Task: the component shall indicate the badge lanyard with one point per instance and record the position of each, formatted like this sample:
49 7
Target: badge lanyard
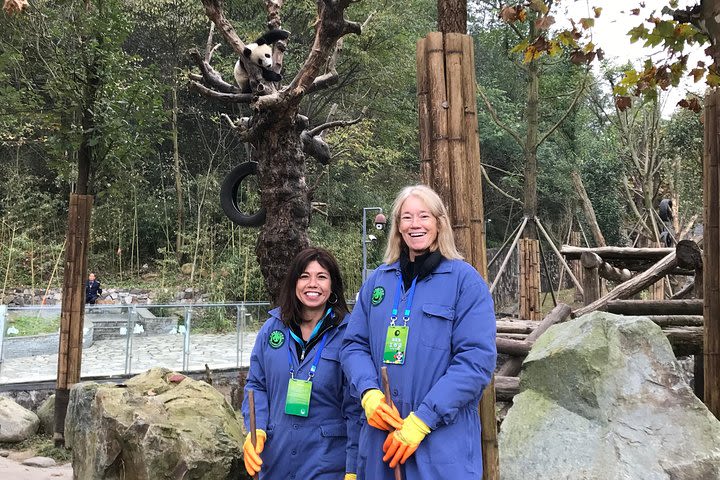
396 338
297 401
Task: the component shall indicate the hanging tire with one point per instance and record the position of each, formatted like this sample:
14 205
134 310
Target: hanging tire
665 209
228 196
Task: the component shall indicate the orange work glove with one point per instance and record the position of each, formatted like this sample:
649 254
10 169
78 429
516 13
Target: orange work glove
402 443
251 455
379 414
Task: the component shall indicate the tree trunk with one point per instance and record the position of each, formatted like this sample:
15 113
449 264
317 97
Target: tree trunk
452 16
179 207
589 210
284 195
530 150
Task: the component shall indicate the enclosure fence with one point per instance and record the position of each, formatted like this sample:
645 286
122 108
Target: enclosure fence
129 339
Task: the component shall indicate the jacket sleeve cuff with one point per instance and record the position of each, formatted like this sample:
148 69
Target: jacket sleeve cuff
429 417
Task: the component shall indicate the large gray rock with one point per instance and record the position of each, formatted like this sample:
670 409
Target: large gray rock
46 414
16 423
602 397
159 425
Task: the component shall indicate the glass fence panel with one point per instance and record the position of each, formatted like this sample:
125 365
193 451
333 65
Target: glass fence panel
129 339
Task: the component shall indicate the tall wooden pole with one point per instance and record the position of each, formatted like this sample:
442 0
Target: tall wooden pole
711 253
450 163
73 307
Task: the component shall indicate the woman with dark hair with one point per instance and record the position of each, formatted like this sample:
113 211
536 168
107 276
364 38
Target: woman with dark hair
307 421
428 316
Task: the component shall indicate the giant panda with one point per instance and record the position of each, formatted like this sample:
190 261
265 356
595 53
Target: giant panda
259 53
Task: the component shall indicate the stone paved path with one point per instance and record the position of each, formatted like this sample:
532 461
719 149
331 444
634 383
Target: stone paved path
107 357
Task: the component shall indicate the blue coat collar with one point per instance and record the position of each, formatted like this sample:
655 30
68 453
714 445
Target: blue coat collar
446 266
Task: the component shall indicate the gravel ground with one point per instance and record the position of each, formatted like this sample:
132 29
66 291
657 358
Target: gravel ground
11 468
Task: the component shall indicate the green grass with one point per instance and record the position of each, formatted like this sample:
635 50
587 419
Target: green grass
33 324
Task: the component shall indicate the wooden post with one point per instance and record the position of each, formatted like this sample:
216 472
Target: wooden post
657 289
588 208
73 307
575 265
529 278
634 285
689 255
711 254
450 164
591 277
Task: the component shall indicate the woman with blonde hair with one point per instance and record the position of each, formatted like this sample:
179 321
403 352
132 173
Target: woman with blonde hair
427 316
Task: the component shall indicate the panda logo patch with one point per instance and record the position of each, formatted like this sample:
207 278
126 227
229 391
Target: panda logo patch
378 296
276 339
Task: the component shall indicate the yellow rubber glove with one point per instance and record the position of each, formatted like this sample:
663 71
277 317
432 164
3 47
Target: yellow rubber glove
379 414
251 456
402 443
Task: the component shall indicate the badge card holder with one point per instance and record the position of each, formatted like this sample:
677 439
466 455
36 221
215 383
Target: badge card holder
395 343
297 401
396 337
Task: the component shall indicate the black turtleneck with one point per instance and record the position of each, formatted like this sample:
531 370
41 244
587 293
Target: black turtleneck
423 266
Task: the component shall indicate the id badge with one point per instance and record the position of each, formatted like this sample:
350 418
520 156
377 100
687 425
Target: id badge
395 345
297 401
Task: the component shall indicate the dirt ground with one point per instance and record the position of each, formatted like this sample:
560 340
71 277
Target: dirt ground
11 468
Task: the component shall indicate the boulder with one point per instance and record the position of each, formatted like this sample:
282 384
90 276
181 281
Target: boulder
46 414
159 425
40 462
16 423
602 397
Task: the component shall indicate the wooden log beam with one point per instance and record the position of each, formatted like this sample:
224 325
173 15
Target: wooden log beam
634 285
621 253
655 307
558 314
506 388
517 348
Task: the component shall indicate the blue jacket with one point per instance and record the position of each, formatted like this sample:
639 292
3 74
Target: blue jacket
322 446
450 358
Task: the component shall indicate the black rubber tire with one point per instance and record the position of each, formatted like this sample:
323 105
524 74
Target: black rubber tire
228 196
665 209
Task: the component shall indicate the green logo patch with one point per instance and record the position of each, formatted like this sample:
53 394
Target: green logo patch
277 338
378 295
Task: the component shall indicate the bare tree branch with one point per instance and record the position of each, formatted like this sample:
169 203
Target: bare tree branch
225 97
499 122
578 95
211 76
500 190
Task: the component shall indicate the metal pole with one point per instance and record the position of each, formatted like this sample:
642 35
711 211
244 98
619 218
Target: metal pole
364 239
364 242
3 312
237 337
186 342
128 339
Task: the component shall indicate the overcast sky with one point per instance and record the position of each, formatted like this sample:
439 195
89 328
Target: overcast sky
610 34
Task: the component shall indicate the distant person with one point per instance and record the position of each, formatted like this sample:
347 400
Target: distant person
92 289
307 421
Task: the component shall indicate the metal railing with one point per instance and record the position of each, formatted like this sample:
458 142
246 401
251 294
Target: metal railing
128 339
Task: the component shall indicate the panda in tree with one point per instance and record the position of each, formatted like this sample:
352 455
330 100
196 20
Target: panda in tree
259 53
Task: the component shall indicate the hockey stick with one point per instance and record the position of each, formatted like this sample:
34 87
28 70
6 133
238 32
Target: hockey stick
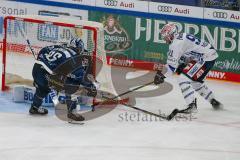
124 93
27 40
139 109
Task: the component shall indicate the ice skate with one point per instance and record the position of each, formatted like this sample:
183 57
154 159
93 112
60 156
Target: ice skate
38 110
216 104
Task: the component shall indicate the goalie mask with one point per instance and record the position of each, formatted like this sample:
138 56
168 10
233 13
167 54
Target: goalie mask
168 32
78 44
= = =
Swap "metal railing" for "steel railing" in the lines running from the one containing "Task: the component shall indicate the overcast" through the last line, inclusive. Return only those lines, otherwise unchanged, and leave the pictures out.

Answer to the exercise:
Task: the component shall indicate the overcast sky with one point per instance and record the position of each, formatted like this sample:
439 195
89 328
Target: overcast sky
610 34
Task: the component shall indicate the distant person with one point per instance and record the position of each, formatted like this sample:
347 400
Target: distant person
92 289
307 421
Task: the component shall indicate the steel railing with one point per instance and record the position of each, formatted like this sample:
458 142
246 401
251 294
Target: steel railing
128 339
Task: the component shall indicate the panda in tree with one point per instance and record the position of each, formatted like this sample:
352 455
330 100
196 20
Target: panda in tree
259 53
Task: the component shall indicate the hockey stick with one point per instance and record the position of each, formatted like this sample:
34 87
28 70
6 133
238 32
Target: hockey stick
124 93
27 40
139 109
Task: the component shall indicate the ice skate with one point per instance and record the position of each, formatted like this sample:
183 57
154 159
93 112
60 156
Target: ice skate
38 110
216 104
Task: the component shall indicate the goalie mask with one point per instance and record the position of each, formatted like this sample:
138 56
168 10
233 13
167 54
Target: goalie mask
168 32
78 44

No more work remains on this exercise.